### [TASK DETAILS]
Rewrite the data below as a numbered list with one entry per line, skipping blank lines. Leave the pictures out.

--------------------------------------------------

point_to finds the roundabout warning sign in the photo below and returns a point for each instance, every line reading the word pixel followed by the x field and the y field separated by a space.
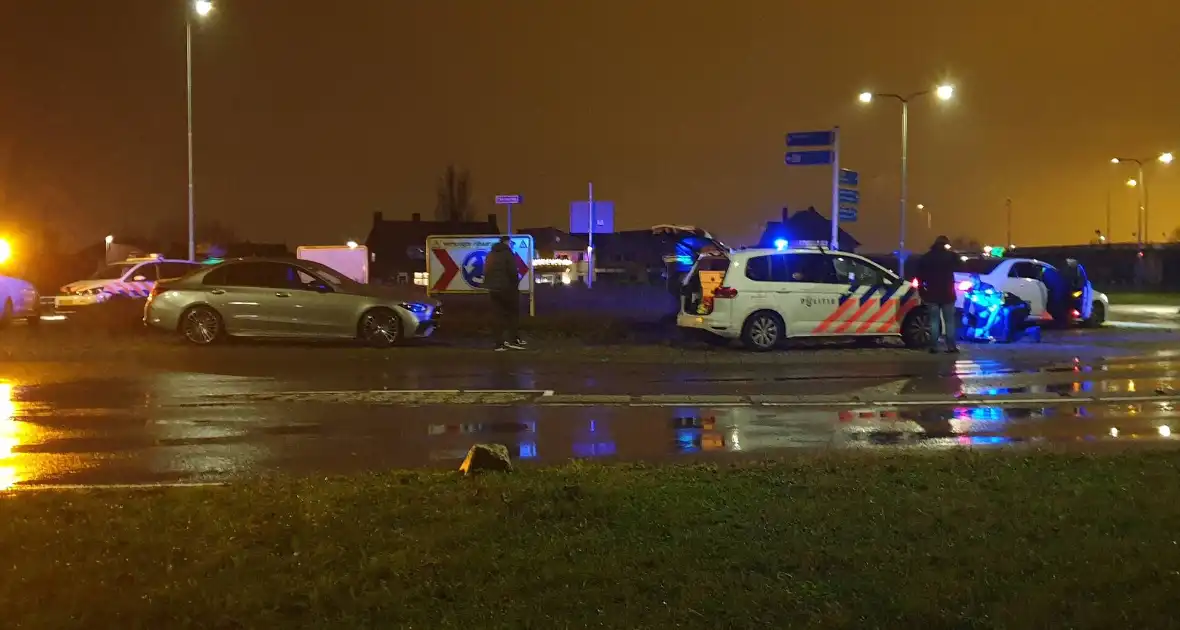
pixel 454 264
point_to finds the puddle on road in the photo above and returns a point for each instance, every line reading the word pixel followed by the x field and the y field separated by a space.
pixel 215 444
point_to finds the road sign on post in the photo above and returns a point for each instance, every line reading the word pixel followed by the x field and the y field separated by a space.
pixel 849 196
pixel 509 201
pixel 808 158
pixel 454 264
pixel 849 178
pixel 817 158
pixel 811 138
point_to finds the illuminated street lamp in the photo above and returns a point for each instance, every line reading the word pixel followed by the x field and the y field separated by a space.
pixel 201 8
pixel 944 92
pixel 1141 183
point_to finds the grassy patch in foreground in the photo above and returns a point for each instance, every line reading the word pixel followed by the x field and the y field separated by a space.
pixel 965 540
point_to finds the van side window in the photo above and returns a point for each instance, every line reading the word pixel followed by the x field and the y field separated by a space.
pixel 759 269
pixel 814 268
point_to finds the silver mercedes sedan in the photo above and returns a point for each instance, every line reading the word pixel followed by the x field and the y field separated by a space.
pixel 283 297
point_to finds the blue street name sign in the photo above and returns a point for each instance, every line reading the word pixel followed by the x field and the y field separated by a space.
pixel 808 158
pixel 811 138
pixel 849 178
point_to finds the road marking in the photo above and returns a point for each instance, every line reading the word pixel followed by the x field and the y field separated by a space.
pixel 549 398
pixel 146 485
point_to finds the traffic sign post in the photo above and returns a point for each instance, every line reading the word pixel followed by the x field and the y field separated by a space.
pixel 509 201
pixel 454 264
pixel 819 157
pixel 849 196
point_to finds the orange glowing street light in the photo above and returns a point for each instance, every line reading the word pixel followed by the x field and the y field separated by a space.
pixel 944 92
pixel 1141 184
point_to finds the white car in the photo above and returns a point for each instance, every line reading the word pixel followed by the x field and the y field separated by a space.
pixel 764 296
pixel 133 277
pixel 19 299
pixel 1026 279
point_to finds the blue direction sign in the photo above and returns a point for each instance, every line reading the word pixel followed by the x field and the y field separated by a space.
pixel 849 178
pixel 808 158
pixel 811 138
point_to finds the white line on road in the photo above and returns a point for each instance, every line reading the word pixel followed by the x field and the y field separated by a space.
pixel 148 485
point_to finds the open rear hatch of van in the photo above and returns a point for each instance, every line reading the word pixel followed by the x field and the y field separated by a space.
pixel 696 264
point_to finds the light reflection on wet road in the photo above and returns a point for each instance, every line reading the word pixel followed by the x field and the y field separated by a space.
pixel 40 444
pixel 184 414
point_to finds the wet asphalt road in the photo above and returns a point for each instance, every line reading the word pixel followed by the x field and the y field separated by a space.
pixel 123 409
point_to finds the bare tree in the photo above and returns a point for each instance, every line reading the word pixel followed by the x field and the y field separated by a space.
pixel 454 196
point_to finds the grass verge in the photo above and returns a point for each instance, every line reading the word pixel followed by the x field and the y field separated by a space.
pixel 1148 299
pixel 968 540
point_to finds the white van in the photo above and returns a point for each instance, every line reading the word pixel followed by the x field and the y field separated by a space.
pixel 764 296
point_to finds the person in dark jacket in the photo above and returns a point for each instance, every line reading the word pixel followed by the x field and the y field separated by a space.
pixel 936 281
pixel 503 284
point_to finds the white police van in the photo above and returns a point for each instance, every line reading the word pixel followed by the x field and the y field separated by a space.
pixel 764 296
pixel 133 277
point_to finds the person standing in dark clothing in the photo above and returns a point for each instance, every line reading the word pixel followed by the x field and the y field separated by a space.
pixel 936 279
pixel 503 284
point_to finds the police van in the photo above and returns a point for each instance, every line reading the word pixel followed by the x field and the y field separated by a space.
pixel 765 296
pixel 133 277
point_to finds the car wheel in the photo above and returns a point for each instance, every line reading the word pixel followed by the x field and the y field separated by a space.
pixel 202 326
pixel 916 329
pixel 379 328
pixel 1097 315
pixel 762 332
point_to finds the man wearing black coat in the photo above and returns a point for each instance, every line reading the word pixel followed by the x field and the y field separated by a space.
pixel 936 277
pixel 503 284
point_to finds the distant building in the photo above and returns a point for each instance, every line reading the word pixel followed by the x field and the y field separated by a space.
pixel 399 247
pixel 805 225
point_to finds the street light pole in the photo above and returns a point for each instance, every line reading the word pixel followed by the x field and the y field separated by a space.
pixel 944 92
pixel 1141 182
pixel 905 184
pixel 202 8
pixel 188 94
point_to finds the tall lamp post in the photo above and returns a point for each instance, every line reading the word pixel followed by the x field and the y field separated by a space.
pixel 1141 182
pixel 944 92
pixel 200 8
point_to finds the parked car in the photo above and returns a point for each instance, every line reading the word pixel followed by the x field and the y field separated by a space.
pixel 283 297
pixel 764 296
pixel 132 277
pixel 1036 282
pixel 19 299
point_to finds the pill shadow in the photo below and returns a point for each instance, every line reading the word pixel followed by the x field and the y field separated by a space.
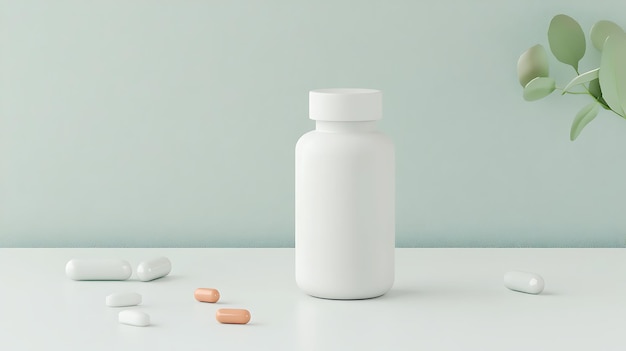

--------------------------------------------------

### [RESULT FOR THIS EXERCISE]
1. point_to finds the roundabout warning sign in the photo below and returns a point for each instance, every line reading the word pixel followed by the x field and the y field separated by a space.
2. pixel 454 264
3. point_to finds the puddle on road in the photo above and returns a point for each instance, every line reading the word pixel followed by the x field and the y field separated by a space.
4. pixel 215 444
5. point_to finds the road sign on post in the photo above and returns a point for each instance, every line reading the word pixel followed by the x field and the y field separated by a space.
6. pixel 849 196
7. pixel 509 201
8. pixel 808 158
9. pixel 454 264
10. pixel 849 178
11. pixel 817 158
12. pixel 811 138
13. point_to finds the illuminated street lamp in the photo above and returns a point for each instance, every line reading the word pixel followed by the x field and the y field separated by a space.
14. pixel 201 8
15. pixel 944 92
16. pixel 1141 183
17. point_to finds the grassy patch in foreground in the photo above and returns a point for each instance, every line reading the word pixel followed by the x field and the y field separated by a space.
18. pixel 965 540
19. point_to finds the van side window in the photo above and returns a point for each instance, every line reading the word pixel followed by the x field and the y field separated by a space.
20. pixel 759 269
21. pixel 814 268
22. point_to finds the silver mercedes sedan in the photo above and returns a point for each instance, every line reading the word pixel followed by the x field and the y field separated by a space.
23. pixel 283 297
24. point_to finds the blue street name sign in the photo above and returns a point for each instance, every line reading the word pixel followed by the x field and the y field separated by a space.
25. pixel 808 158
26. pixel 811 138
27. pixel 849 178
28. point_to finds the road marking in the photo above and returns a point for each instance, every line reading the word pixel followed by the x field and the y field separated by a space.
29. pixel 549 398
30. pixel 146 485
31. point_to finds the traffic sign post in the photo above and returns a point for each instance, every line reading the word pixel followed by the x field and the y field separated by a space.
32. pixel 509 201
33. pixel 454 264
34. pixel 819 157
35. pixel 849 196
36. point_to finds the orange glowing street light in the photo above and returns a point for each instance, every line reading the word pixel followed by the x field and the y field separated by a space.
37. pixel 944 92
38. pixel 1141 184
39. point_to finds the white car in the photo above and returns a point for each instance, every line reading the word pixel followed by the x field and the y field separated by a space.
40. pixel 764 296
41. pixel 133 277
42. pixel 19 299
43. pixel 1026 279
44. point_to finds the blue direction sign in the photo above and returns a point for each instance, every line reading the word pixel followed by the x field and the y field separated by a space.
45. pixel 849 178
46. pixel 808 158
47. pixel 811 138
48. point_to finds the white line on road in the photo above and returns a point for each instance, every line reading the word pixel followed by the x field and the y field separated by a space.
49. pixel 148 485
50. point_to finds the open rear hatch of van in the photo above and returns a point for each instance, every line reading the word pixel followed by the x field and the y field separated by a space.
51. pixel 696 264
52. point_to finds the light reflection on wet road in the photo above and returns a point for each instance, every line reading the word pixel followed by the x field and the y field separated by a space.
53. pixel 40 444
54. pixel 184 414
55. point_to finds the wet asphalt road in the photo above and returns a point for each instance, every line reading the word pixel followed by the x field and the y field separated by a space.
56. pixel 123 409
57. point_to finds the bare tree in the photo above and returns a point for each instance, every line reading the word pixel followed by the x field and the y field separated by a space.
58. pixel 454 196
59. point_to finds the grass verge in the photo above and returns a point for each instance, every line reading the word pixel followed by the x field and the y field separated by a space.
60. pixel 1148 299
61. pixel 968 540
62. point_to finds the white van in the photo above and returns a point for each instance, every line reading the word pixel followed by the x field and the y field separated by a space.
63. pixel 764 296
64. point_to finds the person in dark jacket in the photo above and returns a point for each instance, every line reading the word pixel followed by the x field and the y field separated by a space.
65. pixel 936 281
66. pixel 503 284
67. point_to finds the white police van in the photo above and returns a point for each instance, every line reading the word pixel followed by the x field and the y field separated by a space.
68. pixel 764 296
69. pixel 133 277
70. point_to finds the person standing in dark clothing in the photo above and returns a point for each instance, every line reading the word pixel followed by the x field and the y field separated by a space.
71. pixel 936 279
72. pixel 503 284
73. point_to finds the police van in the photo above and returns a point for each instance, every line reading the word pixel followed by the x field and the y field separated by a space.
74. pixel 765 296
75. pixel 133 277
76. point_to finds the car wheel in the photo above and returns a point for each instance, every line reading the word pixel followed by the x field and the y field separated by a space.
77. pixel 202 326
78. pixel 916 329
79. pixel 379 328
80. pixel 1097 315
81. pixel 762 332
82. point_to finds the man wearing black coat in the photo above and returns a point for each instance, every line reading the word pixel followed by the x field and the y field separated by a space.
83. pixel 936 277
84. pixel 503 284
85. point_to finds the distant building in the photo above and returns a point for each instance, every line reading the word pixel followed by the x field and the y field separated by a space.
86. pixel 399 247
87. pixel 805 225
88. point_to finds the street light pole in the photo above and returns a point for each instance, every line reading the word pixel followed by the x field and the y field separated by a space.
89. pixel 944 92
90. pixel 1141 182
91. pixel 905 184
92. pixel 202 8
93. pixel 188 94
94. point_to finds the tall lamp post in the photo above and returns a point for each instance, every line reading the word pixel followed by the x field and the y field separated by a space.
95. pixel 1141 182
96. pixel 944 92
97. pixel 200 8
98. point_to finds the parked car in the photo above and returns a point for each instance, every line reading the word pixel followed by the x field and the y field separated by a space.
99. pixel 283 297
100. pixel 764 296
101. pixel 132 277
102. pixel 1036 282
103. pixel 19 299
104. point_to finds the pill shadow in the photo below and returns a point for each instance, every line reading the word pixel followed by the x field and the y field separated by a space.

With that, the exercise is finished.